_EXERCISE DESCRIPTION:_ Reading the records beneath this task, work out how many lines contain the word "rise" and reply with only that number.

_TASK DATA:_

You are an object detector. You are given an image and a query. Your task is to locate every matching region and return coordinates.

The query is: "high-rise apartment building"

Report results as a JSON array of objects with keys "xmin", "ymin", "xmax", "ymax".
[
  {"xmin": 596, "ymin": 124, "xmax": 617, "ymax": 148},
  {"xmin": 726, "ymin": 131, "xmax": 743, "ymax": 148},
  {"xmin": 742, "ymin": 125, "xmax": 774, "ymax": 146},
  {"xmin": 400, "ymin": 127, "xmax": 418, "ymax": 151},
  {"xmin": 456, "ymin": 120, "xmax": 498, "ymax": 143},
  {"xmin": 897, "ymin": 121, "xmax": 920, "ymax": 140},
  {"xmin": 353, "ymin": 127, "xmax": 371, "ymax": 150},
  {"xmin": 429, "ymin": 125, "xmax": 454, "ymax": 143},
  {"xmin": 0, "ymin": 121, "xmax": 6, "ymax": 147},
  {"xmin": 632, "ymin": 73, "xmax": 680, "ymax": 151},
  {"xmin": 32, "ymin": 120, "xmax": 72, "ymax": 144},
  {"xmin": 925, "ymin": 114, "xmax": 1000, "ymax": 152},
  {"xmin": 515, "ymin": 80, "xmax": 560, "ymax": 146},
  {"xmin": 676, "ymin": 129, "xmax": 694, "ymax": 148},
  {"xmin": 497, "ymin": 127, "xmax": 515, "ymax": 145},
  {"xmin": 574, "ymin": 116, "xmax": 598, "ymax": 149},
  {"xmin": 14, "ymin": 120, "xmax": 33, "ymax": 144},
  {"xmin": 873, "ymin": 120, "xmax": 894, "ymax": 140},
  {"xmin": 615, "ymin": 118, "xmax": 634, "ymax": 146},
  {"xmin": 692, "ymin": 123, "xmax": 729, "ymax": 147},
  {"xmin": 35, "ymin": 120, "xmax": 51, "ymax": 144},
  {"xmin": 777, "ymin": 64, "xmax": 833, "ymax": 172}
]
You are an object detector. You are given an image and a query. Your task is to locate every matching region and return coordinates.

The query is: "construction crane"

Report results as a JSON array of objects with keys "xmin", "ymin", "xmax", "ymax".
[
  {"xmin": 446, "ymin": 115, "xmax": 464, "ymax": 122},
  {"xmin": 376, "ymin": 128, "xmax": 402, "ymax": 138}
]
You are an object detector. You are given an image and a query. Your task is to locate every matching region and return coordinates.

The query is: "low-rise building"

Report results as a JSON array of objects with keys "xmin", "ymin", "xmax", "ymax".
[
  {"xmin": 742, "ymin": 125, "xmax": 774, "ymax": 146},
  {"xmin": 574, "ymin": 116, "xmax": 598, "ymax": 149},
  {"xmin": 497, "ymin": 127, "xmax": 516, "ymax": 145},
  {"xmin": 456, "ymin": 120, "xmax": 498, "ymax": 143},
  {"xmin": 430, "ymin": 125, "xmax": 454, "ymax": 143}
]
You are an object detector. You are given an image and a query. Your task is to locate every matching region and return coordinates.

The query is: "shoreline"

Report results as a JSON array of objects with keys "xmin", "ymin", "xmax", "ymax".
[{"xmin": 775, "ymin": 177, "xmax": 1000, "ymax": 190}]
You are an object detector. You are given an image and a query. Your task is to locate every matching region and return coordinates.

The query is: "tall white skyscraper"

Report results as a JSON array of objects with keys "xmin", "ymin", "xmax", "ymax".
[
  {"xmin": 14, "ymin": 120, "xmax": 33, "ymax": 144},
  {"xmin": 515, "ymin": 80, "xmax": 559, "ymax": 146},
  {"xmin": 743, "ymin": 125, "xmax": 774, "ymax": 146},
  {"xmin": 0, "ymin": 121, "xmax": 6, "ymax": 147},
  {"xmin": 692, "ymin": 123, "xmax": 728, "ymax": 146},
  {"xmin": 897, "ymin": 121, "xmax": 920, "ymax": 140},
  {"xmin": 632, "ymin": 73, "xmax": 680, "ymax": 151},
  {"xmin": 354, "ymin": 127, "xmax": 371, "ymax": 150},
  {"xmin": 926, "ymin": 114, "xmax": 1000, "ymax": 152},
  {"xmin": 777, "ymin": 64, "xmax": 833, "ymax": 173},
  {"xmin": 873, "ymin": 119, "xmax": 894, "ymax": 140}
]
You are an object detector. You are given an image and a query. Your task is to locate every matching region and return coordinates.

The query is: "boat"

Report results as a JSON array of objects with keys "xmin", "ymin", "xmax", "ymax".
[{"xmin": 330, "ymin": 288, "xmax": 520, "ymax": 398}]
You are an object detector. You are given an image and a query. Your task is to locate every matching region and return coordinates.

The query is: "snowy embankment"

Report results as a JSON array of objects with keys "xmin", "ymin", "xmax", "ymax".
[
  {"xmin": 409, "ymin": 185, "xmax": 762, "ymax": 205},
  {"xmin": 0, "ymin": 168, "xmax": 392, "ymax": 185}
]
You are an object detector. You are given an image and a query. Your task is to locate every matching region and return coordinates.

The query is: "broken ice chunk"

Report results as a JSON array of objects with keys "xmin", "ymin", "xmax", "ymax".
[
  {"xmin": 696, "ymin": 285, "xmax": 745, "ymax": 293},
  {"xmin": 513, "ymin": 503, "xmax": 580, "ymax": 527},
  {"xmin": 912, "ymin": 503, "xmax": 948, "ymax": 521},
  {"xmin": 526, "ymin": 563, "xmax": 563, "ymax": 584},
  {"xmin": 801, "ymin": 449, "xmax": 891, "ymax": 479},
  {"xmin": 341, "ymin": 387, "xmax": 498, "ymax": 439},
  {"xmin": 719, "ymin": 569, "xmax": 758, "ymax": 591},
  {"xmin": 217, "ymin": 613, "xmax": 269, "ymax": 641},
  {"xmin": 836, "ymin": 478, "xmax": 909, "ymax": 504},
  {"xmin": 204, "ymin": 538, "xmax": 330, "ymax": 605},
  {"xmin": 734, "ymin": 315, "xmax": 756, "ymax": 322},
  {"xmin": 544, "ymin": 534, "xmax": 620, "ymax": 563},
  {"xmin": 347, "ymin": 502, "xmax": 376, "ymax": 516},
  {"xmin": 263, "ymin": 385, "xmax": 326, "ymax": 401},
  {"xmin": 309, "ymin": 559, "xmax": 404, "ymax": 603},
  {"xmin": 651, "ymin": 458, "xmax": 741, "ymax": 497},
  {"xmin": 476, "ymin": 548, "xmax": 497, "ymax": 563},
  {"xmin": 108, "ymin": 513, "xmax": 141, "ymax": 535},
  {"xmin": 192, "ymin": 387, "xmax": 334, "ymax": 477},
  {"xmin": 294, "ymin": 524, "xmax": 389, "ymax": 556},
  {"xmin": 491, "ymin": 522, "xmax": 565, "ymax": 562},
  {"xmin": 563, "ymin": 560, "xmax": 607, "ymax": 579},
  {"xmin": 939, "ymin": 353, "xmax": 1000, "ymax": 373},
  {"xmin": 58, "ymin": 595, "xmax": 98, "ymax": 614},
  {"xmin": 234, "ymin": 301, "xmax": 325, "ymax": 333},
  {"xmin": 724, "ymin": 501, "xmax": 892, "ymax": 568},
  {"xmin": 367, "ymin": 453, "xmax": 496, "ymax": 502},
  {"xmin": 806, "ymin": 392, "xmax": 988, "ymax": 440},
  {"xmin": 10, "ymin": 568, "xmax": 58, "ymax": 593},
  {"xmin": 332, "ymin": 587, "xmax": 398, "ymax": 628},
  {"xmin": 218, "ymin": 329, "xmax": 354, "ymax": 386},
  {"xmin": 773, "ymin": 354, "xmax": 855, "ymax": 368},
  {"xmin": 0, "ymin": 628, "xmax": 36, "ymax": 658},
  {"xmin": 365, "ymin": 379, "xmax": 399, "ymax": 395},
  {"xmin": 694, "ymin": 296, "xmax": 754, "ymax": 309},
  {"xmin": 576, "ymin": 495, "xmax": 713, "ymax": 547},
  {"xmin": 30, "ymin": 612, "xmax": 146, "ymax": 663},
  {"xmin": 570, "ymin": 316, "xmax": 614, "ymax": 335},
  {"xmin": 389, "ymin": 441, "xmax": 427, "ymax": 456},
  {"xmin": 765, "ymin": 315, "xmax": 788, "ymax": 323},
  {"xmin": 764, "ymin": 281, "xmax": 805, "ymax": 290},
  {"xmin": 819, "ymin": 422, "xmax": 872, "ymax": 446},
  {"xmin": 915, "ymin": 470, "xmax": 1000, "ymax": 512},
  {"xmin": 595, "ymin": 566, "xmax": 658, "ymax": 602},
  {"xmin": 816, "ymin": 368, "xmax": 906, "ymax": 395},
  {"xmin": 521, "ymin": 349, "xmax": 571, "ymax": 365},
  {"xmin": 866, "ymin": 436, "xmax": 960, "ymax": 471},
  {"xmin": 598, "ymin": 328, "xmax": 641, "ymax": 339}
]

_RESPONSE BOX:_ 2